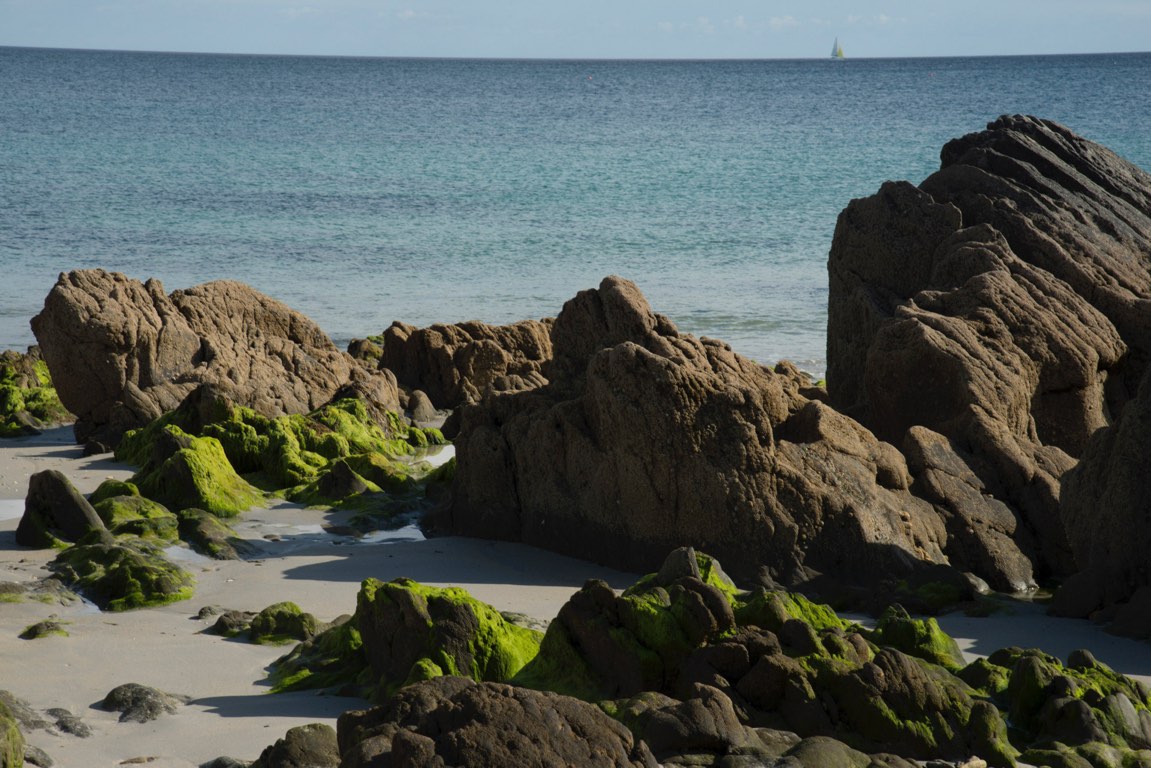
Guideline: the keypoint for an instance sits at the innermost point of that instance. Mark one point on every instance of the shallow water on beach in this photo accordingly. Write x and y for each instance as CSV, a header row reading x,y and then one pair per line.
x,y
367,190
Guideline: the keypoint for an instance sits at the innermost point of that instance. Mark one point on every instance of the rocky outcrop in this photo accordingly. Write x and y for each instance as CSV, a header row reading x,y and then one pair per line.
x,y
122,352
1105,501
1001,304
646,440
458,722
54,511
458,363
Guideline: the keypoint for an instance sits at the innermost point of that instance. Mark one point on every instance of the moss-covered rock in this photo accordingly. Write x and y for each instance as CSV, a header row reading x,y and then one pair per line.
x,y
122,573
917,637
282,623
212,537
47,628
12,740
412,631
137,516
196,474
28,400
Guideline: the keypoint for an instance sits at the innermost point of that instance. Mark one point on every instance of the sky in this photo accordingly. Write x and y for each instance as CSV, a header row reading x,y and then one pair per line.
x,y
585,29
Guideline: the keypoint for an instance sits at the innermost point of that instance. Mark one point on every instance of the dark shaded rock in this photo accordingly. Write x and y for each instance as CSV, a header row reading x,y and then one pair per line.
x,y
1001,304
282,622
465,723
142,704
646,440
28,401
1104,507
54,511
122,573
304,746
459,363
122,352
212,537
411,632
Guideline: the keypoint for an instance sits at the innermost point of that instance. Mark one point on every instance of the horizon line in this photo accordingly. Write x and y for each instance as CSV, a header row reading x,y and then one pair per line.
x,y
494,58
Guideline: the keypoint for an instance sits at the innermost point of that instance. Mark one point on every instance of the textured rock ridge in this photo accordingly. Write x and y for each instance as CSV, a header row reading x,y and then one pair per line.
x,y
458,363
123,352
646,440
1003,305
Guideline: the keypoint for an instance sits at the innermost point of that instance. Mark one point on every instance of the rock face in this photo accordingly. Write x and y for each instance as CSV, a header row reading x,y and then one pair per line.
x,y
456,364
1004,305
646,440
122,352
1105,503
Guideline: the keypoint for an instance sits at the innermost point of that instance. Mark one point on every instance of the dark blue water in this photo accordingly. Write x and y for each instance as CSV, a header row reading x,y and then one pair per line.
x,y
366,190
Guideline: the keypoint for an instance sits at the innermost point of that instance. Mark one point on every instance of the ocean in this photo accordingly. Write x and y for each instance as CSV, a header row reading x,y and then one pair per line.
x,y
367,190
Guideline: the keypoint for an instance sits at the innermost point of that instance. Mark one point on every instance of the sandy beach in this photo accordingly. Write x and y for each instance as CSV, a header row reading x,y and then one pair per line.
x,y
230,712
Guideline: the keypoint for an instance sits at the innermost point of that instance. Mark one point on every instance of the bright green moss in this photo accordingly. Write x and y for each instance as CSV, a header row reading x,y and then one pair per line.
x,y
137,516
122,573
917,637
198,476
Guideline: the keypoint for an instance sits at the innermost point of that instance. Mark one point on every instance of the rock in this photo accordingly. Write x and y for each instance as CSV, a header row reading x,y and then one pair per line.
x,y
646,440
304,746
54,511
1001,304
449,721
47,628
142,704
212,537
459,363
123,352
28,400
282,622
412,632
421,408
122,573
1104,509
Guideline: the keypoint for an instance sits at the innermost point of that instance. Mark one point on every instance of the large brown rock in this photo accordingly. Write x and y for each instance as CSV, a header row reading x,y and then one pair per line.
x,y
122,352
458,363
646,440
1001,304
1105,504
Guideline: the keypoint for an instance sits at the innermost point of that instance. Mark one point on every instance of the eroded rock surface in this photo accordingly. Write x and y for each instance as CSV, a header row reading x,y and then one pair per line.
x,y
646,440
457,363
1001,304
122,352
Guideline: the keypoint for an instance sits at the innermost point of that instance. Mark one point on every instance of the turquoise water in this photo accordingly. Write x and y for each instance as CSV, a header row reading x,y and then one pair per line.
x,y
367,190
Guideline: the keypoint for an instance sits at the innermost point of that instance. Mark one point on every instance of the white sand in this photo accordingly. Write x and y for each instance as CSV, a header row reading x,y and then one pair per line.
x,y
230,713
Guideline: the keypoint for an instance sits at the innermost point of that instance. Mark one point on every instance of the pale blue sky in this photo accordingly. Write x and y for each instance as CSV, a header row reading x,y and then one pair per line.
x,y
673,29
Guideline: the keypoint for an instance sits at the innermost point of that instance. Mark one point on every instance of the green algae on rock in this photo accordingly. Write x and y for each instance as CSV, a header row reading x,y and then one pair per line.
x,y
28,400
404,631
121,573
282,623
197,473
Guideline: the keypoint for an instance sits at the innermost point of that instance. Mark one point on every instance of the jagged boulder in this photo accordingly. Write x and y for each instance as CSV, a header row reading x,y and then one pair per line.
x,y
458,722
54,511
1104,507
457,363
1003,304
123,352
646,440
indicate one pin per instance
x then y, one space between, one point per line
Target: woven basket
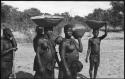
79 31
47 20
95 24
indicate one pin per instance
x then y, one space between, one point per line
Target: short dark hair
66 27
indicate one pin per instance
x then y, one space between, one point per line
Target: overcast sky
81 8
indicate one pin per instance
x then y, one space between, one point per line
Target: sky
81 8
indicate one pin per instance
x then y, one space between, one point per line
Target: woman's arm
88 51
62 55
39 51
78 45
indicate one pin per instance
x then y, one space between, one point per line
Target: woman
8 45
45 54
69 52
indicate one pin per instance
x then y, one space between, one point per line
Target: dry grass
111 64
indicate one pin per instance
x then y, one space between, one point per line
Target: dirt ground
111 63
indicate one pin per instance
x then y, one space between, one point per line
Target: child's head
**********
- Required work
Omit each picture, then return all of the listing exactly as it stands.

- Result for this task
Guideline: the keypoint for an instance sits at the innermost point of that instance. Mark one point on every instance of the shallow water on beach in this photo accordingly. Write x and y for each instance as CSV, a header row reading x,y and then one pair per line.
x,y
367,190
Guideline: the keypoint for an instance sits at the innermost point of that instance. Mark one point on every instance of the rocky outcrop in this photo accordingly. Write x and y for each instance as CSV, a header row reading x,y and then one pair per line.
x,y
122,352
1105,501
1001,304
646,440
458,722
54,511
458,363
Guideline: the keypoint for an instance sits at the innermost point of that instance. Mark one point on every instance of the moss-covered rock in this photo accordingly. Write x and y for each instance as CSV, a header row reading x,y and then one pair per line.
x,y
122,573
917,637
282,623
212,537
47,628
12,740
412,631
137,516
196,474
28,400
Guideline: the keypoint for an instance sits at the innermost point of that instance. Mark one point on every instance of the sky in this photo accordingly. Write x and y for each instance as CSV, a header row reading x,y and then one pair per line.
x,y
585,29
Guideline: the keypoint for an instance sits at the innermost point of that instance. Mark one point on every instance of the dark shaded rock in this photo accordingly. Write x and y for each instance as CSV, a header row reading x,y and then one pair per line.
x,y
1001,304
282,622
465,723
142,704
646,440
28,401
1104,507
54,511
122,573
304,746
459,363
122,352
212,537
411,632
Guideline: the keypoint for an instance sits at the innermost point of that instance. Mark one point on every instance of the horizon line in this photo accordingly. Write x and y for each instance as CSV, a header row reading x,y and then one pair per line.
x,y
494,58
Guideline: the keypoint for an instance sits at the innermost point of that instance. Mark one point on every instance of the textured rock ridge in this photo accordingly. Write x and y for each instance as CSV, a header row reading x,y and then one pair per line.
x,y
458,363
123,352
646,440
1003,305
Guideline: the keypoint for an instance sits at the innermost point of that instance. Mark one point on every instance of the rock face in this photo accordingly. Write x and y for each instance as CSV, a header row reading x,y and then one pair per line.
x,y
456,364
1004,305
646,440
122,352
1105,503
Guideline: the keypoint for an instance sits at the innermost point of that instance. Mark one point on every instance of the dark blue water in this photo accordingly. Write x and y for each instance as CSV, a header row reading x,y and then one pair per line.
x,y
366,190
Guideline: the keypoint for an instance sits at the innermost point of that instance. Mark one point on every instance of the ocean in this photo accordingly. Write x and y for each instance as CSV, a header row reading x,y and then one pair per line.
x,y
367,190
Guideline: the keypoint for an instance sits at the innermost point of that instance. Mark one point on every instance of the sandy beach in this photo accordingly. Write x and y for each instance as CSV, a header row reading x,y and then one pair per line.
x,y
230,712
Guideline: the keypoint for an instance sits at the innermost point of that instance. Mark one point on every instance of the bright green moss in this photo accordingly. Write x and y for each instance as CSV, a header row reading x,y and then one pair per line.
x,y
137,516
122,573
917,637
198,476
Guideline: the keypoint for an instance sits at the innermost point of that instance. Mark one point on every instance of the rock in this photo accordingly. Write x and y for each instance as CSV, a header row reading x,y and then one pair per line.
x,y
646,440
304,746
54,511
1001,304
449,721
47,628
142,704
212,537
459,363
123,352
28,400
282,622
412,632
421,408
122,573
1104,509
Guideline: the keypoint for an instance sits at the innermost point of that instance. Mark one point on every instance of the large brown rock in this photo accordingly. Write x and y for each instance as CSV, a header row reading x,y and then one pair per line.
x,y
122,352
458,363
646,440
1001,304
1105,504
Guideline: the keypoint for an instance sits at the innermost point of that instance. Mark one point on every instance of the eroded rock surface in this photo accordingly. Write x and y for each instance as CSV, a header row reading x,y and then one pair per line.
x,y
646,440
457,363
1001,304
122,352
Guideline: the keypoint for an instance sits at the innermost point of that instance. Mark one point on every instance of the turquoise water in this photo accordingly. Write x and y for each instance as CSV, a header row reading x,y and then one pair per line.
x,y
367,190
Guideline: the keypoint for an instance sits at the innermost point of that instance. Mark one point on every instance of the white sand in this photo accordingly. Write x and y for each instance as CSV, a header row reading x,y and then one pair per line.
x,y
230,713
Guideline: the keypoint for an instance sits at the innermost point of that instance. Mark one point on every instance of the pale blue sky in this photo accordingly. Write x and y for each instance as CSV, a header row reading x,y and then one pair per line.
x,y
673,29
Guideline: the keypoint for an instance sits at the innermost point of that instance. Mark one point on every instance of the green algae on rock in this photo accordingly. Write x and y for each instance as CSV, a header row reading x,y and then one pair per line.
x,y
28,400
404,631
121,573
282,623
197,473
Guideline: the keypoint for an instance sits at the innermost point of that instance. Mark one point on every instance of the jagged boulder in this photo accordingly. Write x and y for each instance as CSV, a header row reading x,y and then one pair per line.
x,y
458,722
54,511
1104,507
457,363
1003,304
123,352
646,440
indicate one pin per instance
x then y, one space between, one point per line
Target: woven basket
79 31
47 20
95 24
indicate one pin per instance
x then y, one space between, one point per line
Target: short dark hair
66 27
indicate one pin per instance
x then y, one space between, one point per line
Target: overcast sky
81 8
indicate one pin per instance
x then y, one space between, one point per line
Target: sky
81 8
indicate one pin per instance
x then y, one space between, one point per line
Target: woman's arm
88 51
62 55
39 51
78 45
indicate one pin per instance
x then y, one space between, one point per line
Target: woman
8 45
45 54
69 52
indicate one pin per instance
x then y, one space between, one point per line
Target: dry grass
111 64
indicate one pin per instance
x then y, one space between, one point per line
Target: dirt ground
111 63
indicate one pin per instance
x then y, one space between, one point per line
Target: child's head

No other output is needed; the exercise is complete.